▸ TEXTAUSZUG
---------------
Er fühlt sich nicht so.
Herr Schiffer wird nie wissen, warum gerade er. Er ist nicht alt. Er hatte doch vorher nichts. Das widerspricht doch allem, was die Experten gesagt haben. Er wird auch nie wissen, wo er sich angesteckt hat.
Herr Schiffer sagt, man rechnet nicht damit, dass es einen selbst so trifft, und umso schlimmer ist es zu akzeptieren, dass es jetzt so ist.
Ich weiß gar nicht, warum ich immer weinen muss, Heide.
Lass raus, du hast ja viel zu verarbeiten, Wolfgang.
Nächstes Jahr sind sie 30 Jahre verheiratet. 1985 haben sie sich kennengelernt. Schützenfest. Er auf der Bühne, sie davor.
Herr Schiffer hat seinen Sohn gebeten, das Keyboard aus dem Keller zu holen. Es steht jetzt am Esstisch. Gegenüber hängt ein Spruchbild an der Wand: „Eine Familie zu sein heißt: Dein Leben mit Menschen zu teilen, die deine Vergangenheit kennen, an deine Zukunft glauben und dich so lieben, wie du bist!“
Eine Woche hat er sich nicht getraut zu spielen. Weil er Angst hatte, dass seine Finger nicht machen, was sein Kopf will. Eines Tages kommt Frau Schiffer vom Einkaufen. Und er sitzt da und drückt die Tasten. Funktioniert.
---------------
▸ AUSZÜGE DER ZEILEN
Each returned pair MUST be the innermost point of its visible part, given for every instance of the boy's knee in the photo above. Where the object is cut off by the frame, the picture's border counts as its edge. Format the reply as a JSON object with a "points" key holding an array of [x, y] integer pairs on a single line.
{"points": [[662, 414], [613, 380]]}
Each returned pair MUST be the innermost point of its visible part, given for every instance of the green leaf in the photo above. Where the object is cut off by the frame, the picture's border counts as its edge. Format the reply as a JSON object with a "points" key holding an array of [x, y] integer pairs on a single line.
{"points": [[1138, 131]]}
---------------
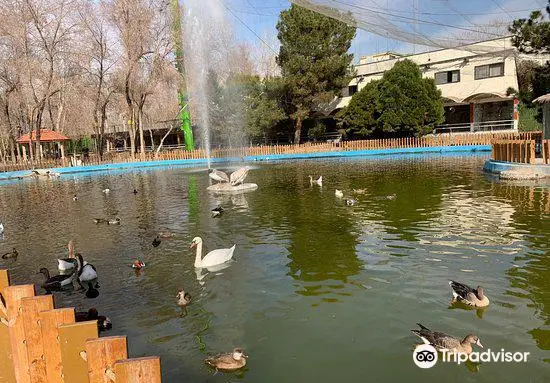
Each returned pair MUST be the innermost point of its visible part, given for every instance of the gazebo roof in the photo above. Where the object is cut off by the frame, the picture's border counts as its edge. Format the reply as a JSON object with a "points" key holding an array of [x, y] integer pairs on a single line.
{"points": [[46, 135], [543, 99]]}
---------------
▸ MATERIAL ERKUNDEN
A. Zitiere aus dem Text über Herrn Schiffer wortgetreu den Abschnitt von „Herr Schiffer wird“ bis „zu verarbeiten, Wolfgang.“.
B. Schreibe den Text über Herrn Schiffer im Anschluss an seinen letzten Satz weiter.
Die Zeilen stehen in keinem Zusammenhang mit dem Text über Herrn Schiffer.

▸ LÖSUNGEN
A.
Herr Schiffer wird nie wissen, warum gerade er. Er ist nicht alt. Er hatte doch vorher nichts. Das widerspricht doch allem, was die Experten gesagt haben. Er wird auch nie wissen, wo er sich angesteckt hat.
Herr Schiffer sagt, man rechnet nicht damit, dass es einen selbst so trifft, und umso schlimmer ist es zu akzeptieren, dass es jetzt so ist.
Ich weiß gar nicht, warum ich immer weinen muss, Heide.
Lass raus, du hast ja viel zu verarbeiten, Wolfgang.

B.
Jeden Dienstag und Donnerstag muss Herr Schiffer jetzt zur Physiotherapie. Seine Frau fährt ihn. 20 Minuten macht er dann Übungen mit einem Therapeuten. Stufe rauf, Stufe runter. Gewichtsverlagerung links, Gewichtsverlagerung rechts. Später noch an den Geräten im Studio. Neben Herrn Schiffer ziehen Männer mit vielen Muskeln 90Kilo in die Höhe. Er radelt. Langsam, keuchend.
Es wirkt dann so, als hätten die 56 Tage Koma Herrn Schiffer 20 Jahre älter gemacht.
Er hat Glück, dass es keine kognitiven Schäden sind, sagt sein Physiotherapeut. Das kriegen wir alles wieder hin, das braucht nur Zeit, Herr Schiffer. Aber Sie sind ja ein Kämpfer.
Es ist ja alles da, es muss nur wieder funktionieren, sagt Herr Schiffer. Sie holt ihn ab. Komm, Wolfgang. Hält ihm die Hand hin, will ihn zum Auto führen. Nein, sagt er. Das muss auch langsam mal alleine gehen.
Dieser Artikel stammt aus unserem Archiv und wurde zuerst im September 2020 veröffentlicht.